What is required:
Decide whether each statement below agrees with the article about the 01SJ Biennial. Answer yes or no for each, quoting the exact words of the article that decide it. 1. Ars Electronica is the oldest of the new media art festivals. 2. The United States already has a definitive equivalent of these festivals. 3. Digital or new media art festivals have been emerging for more than 20 years.

Selected text:

Features & Columns

Ground Zero

01SJ puts Silicon Valley on the cutting edge of art, technology and culture
01SJ TUTU MUCH: The 'Audio Ballerinas' project makes sounds out of movements.

THE 2010 incar-nation of the 01SJ Biennial is shaping up to be the biggest one yet, rightly cementing San Jose and Silicon Valley among the destinations for contemporary art gatherings around the globe.

For more than 20 years now, digital or "new media art" festivals have emerged throughout several continents, addressing key issues in the overlapping fields of art, science, critical theory, digital media and cultural studies. Ars Electronica in Linz, Austria, is the oldest one and continues to be the most important. Its award, the Prix Ars Electronica, is to media artists what the Oscars are to actors. Entire chapters of that city's recent history, society, culture and even architecture are all intertwined with Ars Electronica, which even has its own "museum of the future." Other similar festivals take place from Brazil to Japan to India, but there has never been a definitive equivalent in the United States, which is why everyone involved with 01SJ says it will become the North American equivalent. After all, if there exists a North American locale where installation artists, hackers, programmers, painters, designers, environmentalists, urban planners and garage tinkerers all swap ideas on how to collaborate, Silicon Valley should be that place.

Recorded data:
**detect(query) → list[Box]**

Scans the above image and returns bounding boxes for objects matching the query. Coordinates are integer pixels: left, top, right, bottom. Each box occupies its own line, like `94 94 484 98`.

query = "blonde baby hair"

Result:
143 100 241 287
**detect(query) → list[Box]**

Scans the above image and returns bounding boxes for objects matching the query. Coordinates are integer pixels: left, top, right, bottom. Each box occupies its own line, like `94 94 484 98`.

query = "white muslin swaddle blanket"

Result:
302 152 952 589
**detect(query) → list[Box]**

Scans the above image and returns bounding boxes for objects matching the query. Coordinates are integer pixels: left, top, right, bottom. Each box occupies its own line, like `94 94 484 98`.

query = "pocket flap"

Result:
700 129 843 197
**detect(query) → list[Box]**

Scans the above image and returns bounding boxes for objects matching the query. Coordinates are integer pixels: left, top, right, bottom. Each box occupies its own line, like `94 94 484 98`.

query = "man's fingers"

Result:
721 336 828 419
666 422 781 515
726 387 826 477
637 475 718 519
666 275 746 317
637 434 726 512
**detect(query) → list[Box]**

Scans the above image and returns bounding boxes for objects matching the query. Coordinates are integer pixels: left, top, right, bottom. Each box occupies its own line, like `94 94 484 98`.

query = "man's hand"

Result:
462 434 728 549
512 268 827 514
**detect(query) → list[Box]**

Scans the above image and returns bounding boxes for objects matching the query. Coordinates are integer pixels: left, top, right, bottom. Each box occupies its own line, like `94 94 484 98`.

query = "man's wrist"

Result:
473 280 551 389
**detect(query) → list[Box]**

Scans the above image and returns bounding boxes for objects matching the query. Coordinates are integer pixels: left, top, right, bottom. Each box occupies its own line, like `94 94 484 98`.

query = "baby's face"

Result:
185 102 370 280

Answer to the problem:
1. Yes: "Ars Electronica in Linz, Austria, is the oldest one and continues to be the most important."
2. No: "there has never been a definitive equivalent in the United States"
3. Yes: "For more than 20 years now, digital or "new media art" festivals have emerged throughout several continents"